_Aim of the exercise_
Please repeat the line that contains "Query: engine intake" and every line after it, exactly, through the end of the records.

_Entries supplied_
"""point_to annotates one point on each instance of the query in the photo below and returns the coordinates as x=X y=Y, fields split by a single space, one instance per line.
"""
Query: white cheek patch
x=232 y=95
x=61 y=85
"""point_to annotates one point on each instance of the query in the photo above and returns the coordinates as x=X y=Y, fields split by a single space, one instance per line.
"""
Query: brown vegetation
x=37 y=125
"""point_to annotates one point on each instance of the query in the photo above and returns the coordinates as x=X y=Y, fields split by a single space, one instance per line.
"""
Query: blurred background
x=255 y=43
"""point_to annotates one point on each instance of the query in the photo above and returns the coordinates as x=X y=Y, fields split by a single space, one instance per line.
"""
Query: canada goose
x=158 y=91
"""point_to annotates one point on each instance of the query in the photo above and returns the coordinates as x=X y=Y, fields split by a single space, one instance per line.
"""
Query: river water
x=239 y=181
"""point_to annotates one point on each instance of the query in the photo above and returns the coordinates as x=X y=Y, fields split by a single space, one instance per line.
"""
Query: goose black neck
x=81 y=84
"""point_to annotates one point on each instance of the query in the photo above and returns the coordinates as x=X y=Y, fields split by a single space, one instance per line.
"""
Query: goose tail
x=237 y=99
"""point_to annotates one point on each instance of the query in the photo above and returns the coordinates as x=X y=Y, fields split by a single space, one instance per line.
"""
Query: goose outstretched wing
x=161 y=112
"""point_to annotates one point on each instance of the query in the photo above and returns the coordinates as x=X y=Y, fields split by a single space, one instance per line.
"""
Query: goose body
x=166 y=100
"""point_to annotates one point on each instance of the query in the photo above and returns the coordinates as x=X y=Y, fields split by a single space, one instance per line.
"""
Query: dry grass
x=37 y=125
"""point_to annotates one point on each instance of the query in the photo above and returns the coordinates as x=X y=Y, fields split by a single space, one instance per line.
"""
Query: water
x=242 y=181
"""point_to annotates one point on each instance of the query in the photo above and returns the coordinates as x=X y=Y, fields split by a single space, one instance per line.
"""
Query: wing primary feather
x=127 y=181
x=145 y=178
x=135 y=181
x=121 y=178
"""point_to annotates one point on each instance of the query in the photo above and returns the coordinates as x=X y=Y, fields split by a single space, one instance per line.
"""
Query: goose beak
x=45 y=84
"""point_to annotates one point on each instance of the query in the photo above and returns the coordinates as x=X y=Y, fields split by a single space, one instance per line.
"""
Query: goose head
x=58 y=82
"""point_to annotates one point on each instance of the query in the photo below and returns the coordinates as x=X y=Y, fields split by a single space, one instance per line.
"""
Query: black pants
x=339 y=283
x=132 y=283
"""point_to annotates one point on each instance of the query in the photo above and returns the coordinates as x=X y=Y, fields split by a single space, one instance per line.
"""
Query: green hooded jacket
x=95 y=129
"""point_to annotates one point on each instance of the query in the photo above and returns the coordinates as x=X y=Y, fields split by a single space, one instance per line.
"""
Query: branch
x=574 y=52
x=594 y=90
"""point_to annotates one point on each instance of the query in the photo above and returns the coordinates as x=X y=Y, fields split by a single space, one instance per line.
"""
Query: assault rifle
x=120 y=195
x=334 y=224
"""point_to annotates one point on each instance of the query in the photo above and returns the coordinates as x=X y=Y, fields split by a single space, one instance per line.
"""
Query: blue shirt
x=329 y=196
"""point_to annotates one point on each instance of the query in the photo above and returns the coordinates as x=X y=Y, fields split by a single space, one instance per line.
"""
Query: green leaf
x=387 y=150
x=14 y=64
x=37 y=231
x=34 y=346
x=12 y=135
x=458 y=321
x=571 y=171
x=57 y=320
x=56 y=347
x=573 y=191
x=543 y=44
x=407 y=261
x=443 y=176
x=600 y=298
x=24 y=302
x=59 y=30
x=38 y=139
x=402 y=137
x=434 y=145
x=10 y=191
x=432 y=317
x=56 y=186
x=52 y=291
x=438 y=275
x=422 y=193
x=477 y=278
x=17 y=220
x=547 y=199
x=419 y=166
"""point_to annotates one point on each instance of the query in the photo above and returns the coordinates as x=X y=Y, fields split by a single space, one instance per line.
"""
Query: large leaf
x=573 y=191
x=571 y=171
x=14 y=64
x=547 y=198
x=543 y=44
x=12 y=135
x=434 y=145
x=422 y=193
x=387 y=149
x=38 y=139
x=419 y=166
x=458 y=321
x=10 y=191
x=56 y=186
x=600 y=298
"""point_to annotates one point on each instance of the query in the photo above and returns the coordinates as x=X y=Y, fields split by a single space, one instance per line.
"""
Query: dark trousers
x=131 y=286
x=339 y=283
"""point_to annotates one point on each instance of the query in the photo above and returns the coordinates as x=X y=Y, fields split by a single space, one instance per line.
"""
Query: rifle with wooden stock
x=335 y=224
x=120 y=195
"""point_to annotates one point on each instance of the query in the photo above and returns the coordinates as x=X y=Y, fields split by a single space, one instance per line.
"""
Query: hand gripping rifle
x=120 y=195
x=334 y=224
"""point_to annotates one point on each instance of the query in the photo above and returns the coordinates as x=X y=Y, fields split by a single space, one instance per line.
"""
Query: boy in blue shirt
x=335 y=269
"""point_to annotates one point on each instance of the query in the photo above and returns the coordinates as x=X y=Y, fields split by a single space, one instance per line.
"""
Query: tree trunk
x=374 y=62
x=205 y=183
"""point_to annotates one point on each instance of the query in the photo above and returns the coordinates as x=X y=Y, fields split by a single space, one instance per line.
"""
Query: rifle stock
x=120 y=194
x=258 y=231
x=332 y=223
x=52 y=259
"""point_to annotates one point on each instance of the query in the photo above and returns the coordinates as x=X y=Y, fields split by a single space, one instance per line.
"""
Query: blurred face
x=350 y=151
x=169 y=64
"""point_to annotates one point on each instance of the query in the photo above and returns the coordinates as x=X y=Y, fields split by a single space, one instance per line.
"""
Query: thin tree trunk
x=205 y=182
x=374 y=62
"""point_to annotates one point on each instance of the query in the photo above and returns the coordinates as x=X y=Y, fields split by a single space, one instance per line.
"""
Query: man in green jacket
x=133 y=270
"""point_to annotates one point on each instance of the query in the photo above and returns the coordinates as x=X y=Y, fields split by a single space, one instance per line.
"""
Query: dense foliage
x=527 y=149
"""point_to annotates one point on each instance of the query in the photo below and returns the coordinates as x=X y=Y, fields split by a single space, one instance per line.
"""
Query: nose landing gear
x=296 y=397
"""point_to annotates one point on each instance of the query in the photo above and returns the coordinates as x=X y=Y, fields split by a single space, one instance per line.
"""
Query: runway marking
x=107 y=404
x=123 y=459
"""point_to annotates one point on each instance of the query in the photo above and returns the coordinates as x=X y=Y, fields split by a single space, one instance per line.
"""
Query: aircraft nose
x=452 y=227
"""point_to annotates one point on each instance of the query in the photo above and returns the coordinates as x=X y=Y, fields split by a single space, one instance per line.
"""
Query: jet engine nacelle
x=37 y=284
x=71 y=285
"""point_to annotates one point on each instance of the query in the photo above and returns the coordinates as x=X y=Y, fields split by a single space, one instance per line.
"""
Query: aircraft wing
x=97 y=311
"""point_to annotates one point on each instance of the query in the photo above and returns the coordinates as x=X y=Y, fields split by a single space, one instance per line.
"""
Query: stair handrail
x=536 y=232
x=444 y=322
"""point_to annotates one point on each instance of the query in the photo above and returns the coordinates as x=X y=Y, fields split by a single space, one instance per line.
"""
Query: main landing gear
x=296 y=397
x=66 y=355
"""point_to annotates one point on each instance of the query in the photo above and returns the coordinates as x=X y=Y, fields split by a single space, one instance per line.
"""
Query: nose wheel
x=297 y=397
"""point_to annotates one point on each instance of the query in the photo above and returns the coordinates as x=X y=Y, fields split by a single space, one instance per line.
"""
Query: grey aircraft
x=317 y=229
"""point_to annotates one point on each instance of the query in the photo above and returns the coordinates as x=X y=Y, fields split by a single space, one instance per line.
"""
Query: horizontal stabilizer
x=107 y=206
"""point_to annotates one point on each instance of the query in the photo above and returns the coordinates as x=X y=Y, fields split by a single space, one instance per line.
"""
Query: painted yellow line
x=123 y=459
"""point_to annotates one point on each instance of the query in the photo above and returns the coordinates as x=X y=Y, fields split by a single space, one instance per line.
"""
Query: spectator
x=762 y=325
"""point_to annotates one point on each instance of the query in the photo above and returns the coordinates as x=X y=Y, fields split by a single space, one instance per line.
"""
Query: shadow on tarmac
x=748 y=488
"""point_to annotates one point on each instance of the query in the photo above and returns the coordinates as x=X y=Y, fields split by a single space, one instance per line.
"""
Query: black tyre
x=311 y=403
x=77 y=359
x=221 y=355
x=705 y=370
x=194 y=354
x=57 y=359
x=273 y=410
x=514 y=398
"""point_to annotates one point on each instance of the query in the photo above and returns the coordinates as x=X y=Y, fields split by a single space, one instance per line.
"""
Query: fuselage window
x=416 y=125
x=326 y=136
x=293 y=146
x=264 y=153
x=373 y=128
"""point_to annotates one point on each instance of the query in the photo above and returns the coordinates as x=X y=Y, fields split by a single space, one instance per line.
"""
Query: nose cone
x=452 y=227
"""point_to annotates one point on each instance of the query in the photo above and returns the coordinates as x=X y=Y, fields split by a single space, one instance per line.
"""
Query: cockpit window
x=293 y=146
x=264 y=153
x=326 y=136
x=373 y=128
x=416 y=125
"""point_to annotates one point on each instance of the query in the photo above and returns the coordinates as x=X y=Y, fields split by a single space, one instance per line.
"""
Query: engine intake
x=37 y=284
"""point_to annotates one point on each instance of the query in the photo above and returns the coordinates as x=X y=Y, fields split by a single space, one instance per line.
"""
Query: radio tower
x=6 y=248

_Output of the exercise_
Query: engine intake
x=37 y=284
"""point_to annotates one point on each instance of the query in the photo above and returns the coordinates as x=X y=Y, fields split by a single space, one instance per line.
"""
Query: radio tower
x=6 y=248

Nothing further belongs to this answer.